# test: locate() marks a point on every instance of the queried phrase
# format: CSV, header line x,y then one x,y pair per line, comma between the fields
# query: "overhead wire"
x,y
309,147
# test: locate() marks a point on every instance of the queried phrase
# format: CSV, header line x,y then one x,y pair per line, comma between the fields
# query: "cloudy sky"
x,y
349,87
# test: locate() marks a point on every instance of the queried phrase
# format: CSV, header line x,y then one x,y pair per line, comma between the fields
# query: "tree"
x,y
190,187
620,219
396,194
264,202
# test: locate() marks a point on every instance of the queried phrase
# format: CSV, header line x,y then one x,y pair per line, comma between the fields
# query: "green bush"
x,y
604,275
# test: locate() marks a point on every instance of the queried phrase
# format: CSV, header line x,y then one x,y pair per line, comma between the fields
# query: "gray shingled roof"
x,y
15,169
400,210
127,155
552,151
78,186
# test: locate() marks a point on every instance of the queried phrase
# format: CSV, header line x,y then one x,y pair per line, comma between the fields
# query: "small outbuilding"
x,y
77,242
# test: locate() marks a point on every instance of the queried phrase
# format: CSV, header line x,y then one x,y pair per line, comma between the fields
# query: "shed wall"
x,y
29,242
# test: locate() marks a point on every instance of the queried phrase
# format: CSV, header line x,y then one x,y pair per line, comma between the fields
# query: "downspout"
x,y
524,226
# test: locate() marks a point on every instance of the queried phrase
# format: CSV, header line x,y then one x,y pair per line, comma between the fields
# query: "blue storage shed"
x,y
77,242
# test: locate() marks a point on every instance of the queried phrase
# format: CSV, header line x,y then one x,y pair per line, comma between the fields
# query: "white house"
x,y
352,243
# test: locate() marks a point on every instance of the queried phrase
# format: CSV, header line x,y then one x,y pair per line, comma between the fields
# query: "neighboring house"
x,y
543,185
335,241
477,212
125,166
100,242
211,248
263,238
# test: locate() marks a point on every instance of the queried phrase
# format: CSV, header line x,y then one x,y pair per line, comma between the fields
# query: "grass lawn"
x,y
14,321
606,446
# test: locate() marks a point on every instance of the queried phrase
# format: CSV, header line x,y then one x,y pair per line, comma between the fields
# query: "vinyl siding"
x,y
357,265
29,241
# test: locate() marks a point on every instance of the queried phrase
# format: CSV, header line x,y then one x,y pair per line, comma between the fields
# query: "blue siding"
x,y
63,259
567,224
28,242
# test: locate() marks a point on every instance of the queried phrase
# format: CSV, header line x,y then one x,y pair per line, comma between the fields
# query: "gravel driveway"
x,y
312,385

WORK TO BE COMPLETED ::
Repeat each record exactly. Omit nothing.

RESPONSE ::
# test: locate() marks a point on every instance of the queried phrase
# format: CSV, header line x,y then one x,y pair per line, comma between the fields
# query: "overhead wire"
x,y
309,147
# test: locate() marks a point on every instance of the queried phrase
# format: CSV, header line x,y then one x,y pair per line, comma between the fields
# query: "cloudy sky"
x,y
349,87
# test: locate() marks a point on every instance of the queried phrase
# format: CSV, header line x,y then one x,y pair per line, comma between the fields
# query: "tree"
x,y
190,187
620,219
396,194
264,202
# test: locate() marks a point on every instance of the queried phrase
# format: CSV, header line x,y then one x,y pair per line, comma between the fields
# query: "green bush"
x,y
604,275
# test: locate() marks a point on every instance of the queried phrase
# format: CSV, header line x,y then one x,y pair per line, comma between the fields
# query: "gray shingled roof"
x,y
15,169
400,210
127,155
552,151
78,186
# test: locate() marks a point on every instance of the queried phrase
# format: CSV, header line x,y then one x,y pair per line, comma between the fields
# query: "small outbuilding"
x,y
77,242
# test: locate() marks a point on every instance of the queried phrase
# format: CSV, header line x,y then one x,y pair per line, comma between the fields
# query: "shed wall"
x,y
29,242
# test: locate() marks a point on every instance of the queried phrase
# format: CSV, header line x,y then one x,y pair per line, comma between the fields
# query: "downspout"
x,y
524,226
# test: locate() marks a point on every instance of the queried phrase
# format: CSV, header line x,y then one x,y pair per line, comma between the fields
# query: "blue storage shed"
x,y
77,242
# test: locate() marks a point on every instance of the queried phrase
# format: CSV, header line x,y then one x,y pair per line, comma between the fields
# query: "white house"
x,y
352,243
# test: locate() marks a point on every instance of the queried phrase
# format: CSV, header line x,y then one x,y pair per line, comma between the fields
# query: "neighboring house"
x,y
543,185
335,241
477,212
125,166
100,242
211,248
263,238
# test: locate() marks a point on every instance of the queried phrase
# format: CSV, header line x,y then one x,y pair per line, comma between the fields
# query: "grass lawn"
x,y
14,321
606,446
# test: locate() marks a point on every instance of the queried phrase
# format: CSV, header line x,y then one x,y pair per line, comma between the fields
# query: "vinyl siding"
x,y
357,265
29,241
# test: locate() marks a point on every instance of the queried phrase
# format: CSV, header line x,y then one x,y pair per line, comma between the fields
# query: "blue siding"
x,y
63,259
567,224
28,242
# test: locate() marks a point on every instance of the queried phrase
# format: CSV, header line x,y then one x,y pair per line, comma between the fields
# query: "gravel driveway"
x,y
312,385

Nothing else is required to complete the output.